• DIRECTIONS: The records that follow must be repeated verbatim, every one of them.

• STORED ROWS:
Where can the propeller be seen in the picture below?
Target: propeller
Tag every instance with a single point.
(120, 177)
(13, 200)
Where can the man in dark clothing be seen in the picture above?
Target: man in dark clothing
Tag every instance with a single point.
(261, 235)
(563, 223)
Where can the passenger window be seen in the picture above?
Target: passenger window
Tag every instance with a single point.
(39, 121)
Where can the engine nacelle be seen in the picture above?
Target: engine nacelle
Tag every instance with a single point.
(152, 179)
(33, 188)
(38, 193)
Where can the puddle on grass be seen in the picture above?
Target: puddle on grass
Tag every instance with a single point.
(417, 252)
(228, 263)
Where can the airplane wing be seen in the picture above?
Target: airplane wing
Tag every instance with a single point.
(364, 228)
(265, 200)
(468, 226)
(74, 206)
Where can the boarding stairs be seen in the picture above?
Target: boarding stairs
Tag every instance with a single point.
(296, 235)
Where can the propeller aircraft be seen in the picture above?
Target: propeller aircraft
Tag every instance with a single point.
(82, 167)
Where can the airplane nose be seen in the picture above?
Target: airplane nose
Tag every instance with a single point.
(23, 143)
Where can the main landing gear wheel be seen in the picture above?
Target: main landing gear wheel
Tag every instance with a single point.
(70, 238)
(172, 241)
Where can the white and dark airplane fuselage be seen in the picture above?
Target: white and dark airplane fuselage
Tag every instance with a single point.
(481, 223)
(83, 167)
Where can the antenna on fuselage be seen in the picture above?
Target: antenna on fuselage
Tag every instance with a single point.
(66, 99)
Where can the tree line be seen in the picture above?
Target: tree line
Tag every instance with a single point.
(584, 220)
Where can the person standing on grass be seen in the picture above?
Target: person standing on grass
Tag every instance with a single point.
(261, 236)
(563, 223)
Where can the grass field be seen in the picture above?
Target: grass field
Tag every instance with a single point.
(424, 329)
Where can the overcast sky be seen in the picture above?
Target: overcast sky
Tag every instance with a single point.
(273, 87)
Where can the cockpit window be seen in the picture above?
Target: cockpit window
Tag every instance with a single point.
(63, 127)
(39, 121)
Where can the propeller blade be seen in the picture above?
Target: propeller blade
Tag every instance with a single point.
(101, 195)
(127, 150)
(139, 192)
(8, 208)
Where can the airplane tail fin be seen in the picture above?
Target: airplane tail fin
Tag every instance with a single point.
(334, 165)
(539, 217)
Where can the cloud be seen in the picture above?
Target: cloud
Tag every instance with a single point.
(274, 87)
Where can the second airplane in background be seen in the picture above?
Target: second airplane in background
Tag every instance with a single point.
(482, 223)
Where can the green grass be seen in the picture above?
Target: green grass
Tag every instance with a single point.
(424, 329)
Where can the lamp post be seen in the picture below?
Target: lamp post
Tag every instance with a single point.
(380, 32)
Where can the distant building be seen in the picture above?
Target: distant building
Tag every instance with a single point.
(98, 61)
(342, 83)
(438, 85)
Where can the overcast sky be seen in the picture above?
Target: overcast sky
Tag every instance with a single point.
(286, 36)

• THE COMPLETED TASK:
Where can the propeller be seen in the picture below?
Target: propeller
Tag every instance with a single point.
(120, 177)
(13, 200)
Where can the man in dark clothing be seen in the picture above?
Target: man in dark clothing
Tag every instance with a single point.
(261, 235)
(563, 223)
Where can the passenger window be seen in the picture above?
Target: passenger window
Tag every instance with a single point.
(39, 121)
Where can the engine nacelle be seen in the picture above?
Target: engine nacelle
Tag every instance with a single point.
(152, 179)
(33, 188)
(38, 193)
Where can the puddle on grass be seen in the picture above?
Target: puddle on grass
Tag every instance with a single point.
(417, 252)
(228, 263)
Where can the airplane wing be seen in the picture above?
Target: airplane wing
Tag every instance with a single point.
(364, 228)
(265, 200)
(468, 226)
(74, 206)
Where can the boarding stairs be seen in the picture above?
Target: boarding stairs
Tag every instance with a single point.
(296, 235)
Where can the propeller aircraft be seen in the picture above?
Target: propeller aircraft
Tag every instance with a single point.
(82, 167)
Where can the airplane nose be seen in the picture above?
Target: airplane nose
Tag every instance with a single point.
(23, 143)
Where can the main landing gear wheel be seen in the picture above?
Target: main landing gear wheel
Tag every instance with a single point.
(70, 238)
(172, 241)
Where can the white and dark airplane fuselage be seen in the picture above?
Target: white and dark airplane fuselage
Tag every instance with a single point.
(481, 223)
(83, 167)
Where can the antenna on fuselage be seen in the picture above?
Target: antenna on fuselage
Tag every instance with a single point.
(66, 99)
Where can the tree line be seen in the picture above?
Target: tree line
Tag every instance with a single point.
(584, 220)
Where can the person standing on grass be seen in the picture above?
Target: person standing on grass
Tag every instance with a single point.
(261, 236)
(563, 223)
Where can the grass field be seen in the picture above?
Target: grass field
Tag every instance with a single point.
(424, 329)
Where can the overcast sky be seen in the picture above?
Target: overcast sky
Tag every instance with a single point.
(273, 87)
Where can the cockpit window be seen in the picture above?
Target: cockpit window
Tag every instance with a single point.
(63, 127)
(39, 121)
Where can the propeller blade be seen in the picture above?
Target: propeller blade
Tag every instance with a single point.
(101, 195)
(127, 150)
(139, 192)
(8, 208)
Where can the airplane tail fin be seen in the picture above?
Target: airplane tail fin
Tag every instance with a single point.
(334, 165)
(539, 217)
Where can the cloud be seen in the picture above?
Target: cloud
Tag every instance with a single point.
(274, 87)
Where can the second airplane in background be seen in the picture above?
Target: second airplane in background
Tag every instance with a single point.
(482, 223)
Where can the green grass be seen in the picture above?
Target: green grass
Tag every instance with a single point.
(424, 329)
Where can the lamp post be seen in the picture below?
Target: lamp post
Tag every instance with a single point.
(380, 32)
Where can the distant building be seen in the picture above?
Target: distant building
Tag every instance with a single point.
(98, 61)
(342, 83)
(438, 85)
Where can the overcast sky be seen in the picture above?
Target: overcast sky
Tag every instance with a single point.
(286, 36)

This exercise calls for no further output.